• _Extract to read_:
The Corporation adopted the provisions of FASB Interpretation No. 48 (FIN No.
48), ACCOUNTING FOR UNCERTAINTY IN INCOME TAXES, on January 1, 2007. This
interpretation clarifies the accounting for uncertainty in income taxes
recognized in an entity's financial statements in accordance with SFAS No. 109,
ACCOUNTING FOR INCOME TAXES. FIN No. 48 prescribes a recognition threshold and
measurement principles for financial statement disclosure of tax positions taken
or expected to be taken on a tax return. FIN No. 48 also provides guidance on
derecognition, classification, interest and penalties, accounting in interim
periods, disclosure and transition. As of December 31, 2008 and 2007, the
Corporation had no unrecognized tax benefits. The Corporation also had no
interest expense and/or tax penalties during the year ended December 31, 2008.
If the Corporation had such expenses, they would be classified in the
consolidated statements of operations as part of the provisions for income tax
expense.

• _Short problem 1_: Count the lines in the rows that contain the string "campsite", where case must match, and reply with only the number.
The rows below have no connection to the tax disclosure.

• _Given data_:
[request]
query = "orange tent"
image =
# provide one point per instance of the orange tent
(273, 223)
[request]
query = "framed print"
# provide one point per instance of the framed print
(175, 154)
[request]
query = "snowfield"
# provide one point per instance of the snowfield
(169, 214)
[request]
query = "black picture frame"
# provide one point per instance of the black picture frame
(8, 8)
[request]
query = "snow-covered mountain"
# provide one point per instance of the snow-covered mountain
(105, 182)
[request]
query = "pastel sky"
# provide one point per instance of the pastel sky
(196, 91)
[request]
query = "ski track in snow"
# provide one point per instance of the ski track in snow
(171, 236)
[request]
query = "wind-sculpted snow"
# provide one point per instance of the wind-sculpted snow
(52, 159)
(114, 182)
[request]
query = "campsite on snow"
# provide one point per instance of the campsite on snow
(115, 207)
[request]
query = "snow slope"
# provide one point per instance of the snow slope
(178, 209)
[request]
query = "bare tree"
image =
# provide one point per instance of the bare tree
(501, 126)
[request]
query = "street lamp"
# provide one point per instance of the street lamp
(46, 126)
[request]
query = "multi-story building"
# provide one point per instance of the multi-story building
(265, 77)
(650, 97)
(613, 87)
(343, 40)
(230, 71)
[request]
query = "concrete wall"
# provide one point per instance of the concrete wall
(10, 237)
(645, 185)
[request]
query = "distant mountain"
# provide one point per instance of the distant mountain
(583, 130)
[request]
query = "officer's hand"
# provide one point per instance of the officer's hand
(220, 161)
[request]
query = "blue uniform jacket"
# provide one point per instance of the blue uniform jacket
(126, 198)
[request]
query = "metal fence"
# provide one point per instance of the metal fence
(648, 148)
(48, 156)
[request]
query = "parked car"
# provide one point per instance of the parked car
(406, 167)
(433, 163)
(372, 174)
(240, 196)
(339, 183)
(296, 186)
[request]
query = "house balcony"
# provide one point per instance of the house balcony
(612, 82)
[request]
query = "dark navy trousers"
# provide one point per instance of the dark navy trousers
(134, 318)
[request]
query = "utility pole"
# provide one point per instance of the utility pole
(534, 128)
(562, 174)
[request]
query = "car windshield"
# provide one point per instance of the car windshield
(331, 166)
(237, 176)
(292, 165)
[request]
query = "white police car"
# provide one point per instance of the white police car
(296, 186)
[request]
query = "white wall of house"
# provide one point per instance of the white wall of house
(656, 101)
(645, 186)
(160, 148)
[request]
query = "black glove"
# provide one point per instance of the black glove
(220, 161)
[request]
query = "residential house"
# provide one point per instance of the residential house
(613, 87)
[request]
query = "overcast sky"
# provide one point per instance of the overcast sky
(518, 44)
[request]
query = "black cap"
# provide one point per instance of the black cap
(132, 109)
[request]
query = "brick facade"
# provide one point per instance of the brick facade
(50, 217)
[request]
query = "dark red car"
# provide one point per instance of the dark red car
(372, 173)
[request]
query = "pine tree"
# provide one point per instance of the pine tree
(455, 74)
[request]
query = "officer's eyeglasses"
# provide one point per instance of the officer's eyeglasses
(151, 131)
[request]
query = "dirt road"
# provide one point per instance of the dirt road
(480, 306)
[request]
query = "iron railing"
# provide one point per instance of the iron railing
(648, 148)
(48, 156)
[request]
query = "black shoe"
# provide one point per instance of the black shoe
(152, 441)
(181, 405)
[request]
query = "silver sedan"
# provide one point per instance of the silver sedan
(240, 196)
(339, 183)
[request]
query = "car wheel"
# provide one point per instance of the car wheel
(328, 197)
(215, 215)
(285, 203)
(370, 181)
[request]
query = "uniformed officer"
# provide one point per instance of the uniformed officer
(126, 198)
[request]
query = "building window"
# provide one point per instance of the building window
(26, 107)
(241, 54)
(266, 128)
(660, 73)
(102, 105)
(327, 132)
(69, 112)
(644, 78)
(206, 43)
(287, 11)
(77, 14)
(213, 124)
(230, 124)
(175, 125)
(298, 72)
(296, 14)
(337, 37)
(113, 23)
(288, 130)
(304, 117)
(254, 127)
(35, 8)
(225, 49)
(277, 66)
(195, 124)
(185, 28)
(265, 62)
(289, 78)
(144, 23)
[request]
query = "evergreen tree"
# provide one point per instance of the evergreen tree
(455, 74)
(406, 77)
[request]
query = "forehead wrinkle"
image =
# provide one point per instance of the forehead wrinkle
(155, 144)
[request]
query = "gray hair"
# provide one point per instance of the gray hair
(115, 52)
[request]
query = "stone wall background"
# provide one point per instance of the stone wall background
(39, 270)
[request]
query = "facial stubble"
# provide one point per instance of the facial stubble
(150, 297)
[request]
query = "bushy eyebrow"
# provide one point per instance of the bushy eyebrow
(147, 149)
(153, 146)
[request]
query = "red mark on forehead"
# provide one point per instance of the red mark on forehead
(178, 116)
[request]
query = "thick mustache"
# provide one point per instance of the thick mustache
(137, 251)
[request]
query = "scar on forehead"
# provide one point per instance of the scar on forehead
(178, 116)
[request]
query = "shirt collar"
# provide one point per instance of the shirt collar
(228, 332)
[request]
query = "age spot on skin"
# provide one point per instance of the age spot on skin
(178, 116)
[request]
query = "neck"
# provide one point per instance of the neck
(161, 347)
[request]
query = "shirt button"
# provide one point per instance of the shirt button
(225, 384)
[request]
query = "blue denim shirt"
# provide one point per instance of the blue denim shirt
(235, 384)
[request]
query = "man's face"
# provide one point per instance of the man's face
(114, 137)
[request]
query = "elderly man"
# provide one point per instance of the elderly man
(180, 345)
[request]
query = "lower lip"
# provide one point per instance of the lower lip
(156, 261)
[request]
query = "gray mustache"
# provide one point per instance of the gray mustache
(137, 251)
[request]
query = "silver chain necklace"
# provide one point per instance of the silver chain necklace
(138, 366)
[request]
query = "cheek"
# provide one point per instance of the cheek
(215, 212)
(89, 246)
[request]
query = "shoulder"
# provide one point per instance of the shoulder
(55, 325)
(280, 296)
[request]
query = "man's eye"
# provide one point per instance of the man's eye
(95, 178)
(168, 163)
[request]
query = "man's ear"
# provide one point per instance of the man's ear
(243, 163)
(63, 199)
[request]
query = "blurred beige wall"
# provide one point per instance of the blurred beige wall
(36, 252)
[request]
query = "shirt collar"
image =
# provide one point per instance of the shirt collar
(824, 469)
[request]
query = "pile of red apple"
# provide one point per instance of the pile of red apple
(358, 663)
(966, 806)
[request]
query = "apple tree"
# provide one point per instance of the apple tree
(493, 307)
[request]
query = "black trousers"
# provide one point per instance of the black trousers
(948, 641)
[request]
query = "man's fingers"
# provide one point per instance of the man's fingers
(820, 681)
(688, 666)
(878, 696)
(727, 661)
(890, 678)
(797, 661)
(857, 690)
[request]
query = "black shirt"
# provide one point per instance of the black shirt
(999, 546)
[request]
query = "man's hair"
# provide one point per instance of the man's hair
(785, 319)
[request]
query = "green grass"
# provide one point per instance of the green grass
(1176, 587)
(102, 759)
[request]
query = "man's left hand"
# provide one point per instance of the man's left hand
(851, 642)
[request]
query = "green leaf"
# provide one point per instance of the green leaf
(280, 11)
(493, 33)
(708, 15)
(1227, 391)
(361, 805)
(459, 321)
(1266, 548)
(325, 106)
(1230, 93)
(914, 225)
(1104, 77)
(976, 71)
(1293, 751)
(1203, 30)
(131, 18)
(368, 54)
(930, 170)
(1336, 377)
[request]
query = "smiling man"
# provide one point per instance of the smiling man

• _Short problem 2_: In the tax disclosure, on what date did the Corporation adopt FIN No. 48?

• _Full response 1_: 2

• _Full response 2_: January 1, 2007.